Problem details: Please copy out the records that follow exactly as they stand.

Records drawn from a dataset
════════════════
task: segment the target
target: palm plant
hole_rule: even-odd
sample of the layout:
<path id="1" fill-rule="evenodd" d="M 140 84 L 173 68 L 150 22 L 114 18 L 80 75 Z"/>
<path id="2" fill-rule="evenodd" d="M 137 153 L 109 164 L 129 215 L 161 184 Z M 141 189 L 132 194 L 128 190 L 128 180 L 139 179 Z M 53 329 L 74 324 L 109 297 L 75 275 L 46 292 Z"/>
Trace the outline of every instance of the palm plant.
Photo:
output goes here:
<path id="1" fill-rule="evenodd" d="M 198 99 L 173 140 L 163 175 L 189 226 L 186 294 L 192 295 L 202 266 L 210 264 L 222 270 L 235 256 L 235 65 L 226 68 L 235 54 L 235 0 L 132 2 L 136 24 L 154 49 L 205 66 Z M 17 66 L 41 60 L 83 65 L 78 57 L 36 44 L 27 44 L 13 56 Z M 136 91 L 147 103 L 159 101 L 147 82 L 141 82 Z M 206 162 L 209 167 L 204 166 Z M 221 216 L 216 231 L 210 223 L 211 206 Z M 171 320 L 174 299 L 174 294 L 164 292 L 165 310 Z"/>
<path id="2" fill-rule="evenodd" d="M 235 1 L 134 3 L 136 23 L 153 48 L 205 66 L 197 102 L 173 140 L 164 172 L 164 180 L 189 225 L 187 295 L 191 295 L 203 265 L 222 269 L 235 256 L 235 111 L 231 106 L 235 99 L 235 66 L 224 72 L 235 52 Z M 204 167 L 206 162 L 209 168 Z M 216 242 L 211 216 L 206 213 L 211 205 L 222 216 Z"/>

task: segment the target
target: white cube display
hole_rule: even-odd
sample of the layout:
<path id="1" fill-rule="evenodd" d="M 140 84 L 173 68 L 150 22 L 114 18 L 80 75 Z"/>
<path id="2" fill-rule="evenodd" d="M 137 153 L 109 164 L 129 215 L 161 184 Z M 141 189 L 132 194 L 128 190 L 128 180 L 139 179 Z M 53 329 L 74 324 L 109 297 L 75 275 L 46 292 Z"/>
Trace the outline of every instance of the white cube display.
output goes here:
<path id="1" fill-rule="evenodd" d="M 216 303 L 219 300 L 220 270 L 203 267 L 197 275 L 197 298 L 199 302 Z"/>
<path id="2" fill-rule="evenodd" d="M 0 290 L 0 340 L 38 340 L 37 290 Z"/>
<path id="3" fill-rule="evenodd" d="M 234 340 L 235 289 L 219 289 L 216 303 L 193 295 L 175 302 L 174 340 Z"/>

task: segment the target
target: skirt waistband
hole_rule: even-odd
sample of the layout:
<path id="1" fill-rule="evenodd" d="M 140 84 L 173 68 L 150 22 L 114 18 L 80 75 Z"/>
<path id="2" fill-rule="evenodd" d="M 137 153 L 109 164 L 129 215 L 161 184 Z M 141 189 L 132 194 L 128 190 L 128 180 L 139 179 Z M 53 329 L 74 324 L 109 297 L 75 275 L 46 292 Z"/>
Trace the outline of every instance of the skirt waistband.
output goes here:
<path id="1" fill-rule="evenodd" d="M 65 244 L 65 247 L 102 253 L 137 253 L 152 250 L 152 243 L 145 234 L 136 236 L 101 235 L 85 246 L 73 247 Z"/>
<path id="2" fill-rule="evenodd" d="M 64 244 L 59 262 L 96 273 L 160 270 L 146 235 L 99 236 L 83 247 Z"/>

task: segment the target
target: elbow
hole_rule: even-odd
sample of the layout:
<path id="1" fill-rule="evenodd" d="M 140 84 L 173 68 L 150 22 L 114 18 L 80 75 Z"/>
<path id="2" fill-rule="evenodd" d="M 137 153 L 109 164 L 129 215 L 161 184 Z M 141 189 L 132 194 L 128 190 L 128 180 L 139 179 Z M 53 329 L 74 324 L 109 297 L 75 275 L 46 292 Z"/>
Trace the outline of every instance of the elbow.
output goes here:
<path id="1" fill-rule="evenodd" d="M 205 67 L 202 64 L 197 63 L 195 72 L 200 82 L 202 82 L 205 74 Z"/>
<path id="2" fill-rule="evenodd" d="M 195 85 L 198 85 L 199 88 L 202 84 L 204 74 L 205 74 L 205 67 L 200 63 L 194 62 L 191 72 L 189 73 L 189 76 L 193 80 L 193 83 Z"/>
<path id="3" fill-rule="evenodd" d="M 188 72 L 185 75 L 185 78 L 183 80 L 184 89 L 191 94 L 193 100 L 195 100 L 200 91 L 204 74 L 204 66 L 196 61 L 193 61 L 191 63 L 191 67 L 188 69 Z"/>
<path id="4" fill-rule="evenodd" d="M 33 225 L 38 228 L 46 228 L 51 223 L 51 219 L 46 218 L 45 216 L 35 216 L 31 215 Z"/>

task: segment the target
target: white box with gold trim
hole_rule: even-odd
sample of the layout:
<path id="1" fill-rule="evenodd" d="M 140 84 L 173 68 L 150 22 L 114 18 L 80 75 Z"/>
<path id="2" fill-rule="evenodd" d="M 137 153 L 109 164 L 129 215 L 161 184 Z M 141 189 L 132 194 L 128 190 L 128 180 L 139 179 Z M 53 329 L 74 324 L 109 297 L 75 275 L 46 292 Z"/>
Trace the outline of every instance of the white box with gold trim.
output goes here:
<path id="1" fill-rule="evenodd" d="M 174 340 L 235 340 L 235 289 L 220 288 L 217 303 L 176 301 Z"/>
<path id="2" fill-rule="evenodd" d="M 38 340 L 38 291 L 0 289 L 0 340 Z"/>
════════════════
Result of this exercise:
task: segment the target
target: palm plant
hole_rule: even-odd
sample of the layout:
<path id="1" fill-rule="evenodd" d="M 140 84 L 173 68 L 150 22 L 114 18 L 80 75 Z"/>
<path id="2" fill-rule="evenodd" d="M 137 153 L 109 164 L 129 215 L 161 184 Z M 141 189 L 132 194 L 128 190 L 128 180 L 139 179 Z M 53 329 L 74 324 L 109 297 L 75 275 L 46 292 Z"/>
Trace the outline of every instance of the palm plant.
Photo:
output goes here:
<path id="1" fill-rule="evenodd" d="M 198 99 L 173 140 L 163 175 L 189 226 L 186 294 L 192 295 L 202 266 L 210 264 L 222 270 L 235 256 L 235 65 L 226 68 L 235 54 L 235 0 L 132 2 L 136 24 L 154 49 L 205 66 Z M 17 66 L 41 60 L 83 65 L 78 57 L 36 44 L 27 44 L 13 56 Z M 136 91 L 147 103 L 159 101 L 147 82 L 141 82 Z M 206 162 L 209 167 L 204 166 Z M 221 216 L 216 231 L 210 223 L 211 206 Z M 171 320 L 174 299 L 174 294 L 164 292 L 165 310 Z"/>
<path id="2" fill-rule="evenodd" d="M 235 1 L 134 3 L 136 23 L 153 48 L 205 66 L 197 102 L 173 140 L 164 172 L 164 180 L 189 225 L 187 295 L 191 295 L 203 265 L 222 269 L 235 256 L 235 111 L 231 106 L 235 99 L 235 66 L 224 72 L 235 52 Z M 204 167 L 206 162 L 209 168 Z M 216 242 L 211 216 L 206 213 L 211 205 L 222 216 Z"/>

task: segment the target
target: white cube display
hole_rule: even-odd
sample of the layout:
<path id="1" fill-rule="evenodd" d="M 140 84 L 173 68 L 150 22 L 114 18 L 80 75 Z"/>
<path id="2" fill-rule="evenodd" d="M 137 153 L 109 164 L 129 215 L 161 184 Z M 141 189 L 132 194 L 128 190 L 128 180 L 139 179 Z M 53 329 L 74 324 L 109 297 L 75 275 L 46 292 Z"/>
Trace the outline of every instance of the white cube display.
output goes here:
<path id="1" fill-rule="evenodd" d="M 216 303 L 219 300 L 220 270 L 203 267 L 197 275 L 197 298 L 199 302 Z"/>
<path id="2" fill-rule="evenodd" d="M 0 290 L 0 340 L 38 340 L 37 290 Z"/>
<path id="3" fill-rule="evenodd" d="M 234 340 L 235 289 L 219 289 L 216 303 L 193 295 L 175 302 L 174 340 Z"/>

task: segment the target
target: skirt waistband
hole_rule: even-odd
sample of the layout:
<path id="1" fill-rule="evenodd" d="M 140 84 L 173 68 L 150 22 L 114 18 L 80 75 Z"/>
<path id="2" fill-rule="evenodd" d="M 137 153 L 109 164 L 129 215 L 161 184 Z M 141 189 L 132 194 L 128 190 L 128 180 L 139 179 Z M 53 329 L 74 324 L 109 297 L 75 275 L 46 292 Z"/>
Trace the outline of every instance of the skirt waistband.
output goes here:
<path id="1" fill-rule="evenodd" d="M 65 244 L 65 247 L 102 253 L 137 253 L 152 250 L 152 243 L 145 234 L 136 236 L 101 235 L 85 246 L 73 247 Z"/>
<path id="2" fill-rule="evenodd" d="M 64 244 L 59 262 L 96 273 L 160 270 L 146 235 L 99 236 L 83 247 Z"/>

task: segment the target
target: elbow
hole_rule: even-odd
sample of the layout:
<path id="1" fill-rule="evenodd" d="M 140 84 L 173 68 L 150 22 L 114 18 L 80 75 Z"/>
<path id="2" fill-rule="evenodd" d="M 137 153 L 109 164 L 129 215 L 161 184 Z M 141 189 L 132 194 L 128 190 L 128 180 L 139 179 Z M 53 329 L 74 324 L 109 297 L 75 275 L 46 292 Z"/>
Trace the outline of every instance of the elbow.
output goes here:
<path id="1" fill-rule="evenodd" d="M 205 67 L 202 64 L 197 63 L 195 72 L 200 82 L 202 82 L 205 74 Z"/>
<path id="2" fill-rule="evenodd" d="M 195 85 L 198 85 L 199 88 L 202 84 L 204 74 L 205 74 L 205 67 L 200 63 L 194 62 L 191 72 L 189 73 L 189 76 L 193 80 L 193 83 Z"/>
<path id="3" fill-rule="evenodd" d="M 188 72 L 185 75 L 185 78 L 183 80 L 184 89 L 191 94 L 193 100 L 195 100 L 200 91 L 204 74 L 204 66 L 196 61 L 193 61 L 191 63 L 191 67 L 188 69 Z"/>
<path id="4" fill-rule="evenodd" d="M 33 225 L 38 228 L 46 228 L 51 223 L 51 219 L 46 218 L 45 216 L 35 216 L 31 215 Z"/>

task: segment the target
target: white box with gold trim
hole_rule: even-odd
sample of the layout:
<path id="1" fill-rule="evenodd" d="M 140 84 L 173 68 L 150 22 L 114 18 L 80 75 Z"/>
<path id="2" fill-rule="evenodd" d="M 137 153 L 109 164 L 129 215 L 161 184 Z M 141 189 L 132 194 L 128 190 L 128 180 L 139 179 Z M 53 329 L 74 324 L 109 297 L 75 275 L 46 292 Z"/>
Trace the outline of every instance of the white box with gold trim.
output goes here:
<path id="1" fill-rule="evenodd" d="M 174 340 L 235 340 L 235 289 L 220 288 L 217 303 L 176 301 Z"/>
<path id="2" fill-rule="evenodd" d="M 38 340 L 38 291 L 0 289 L 0 340 Z"/>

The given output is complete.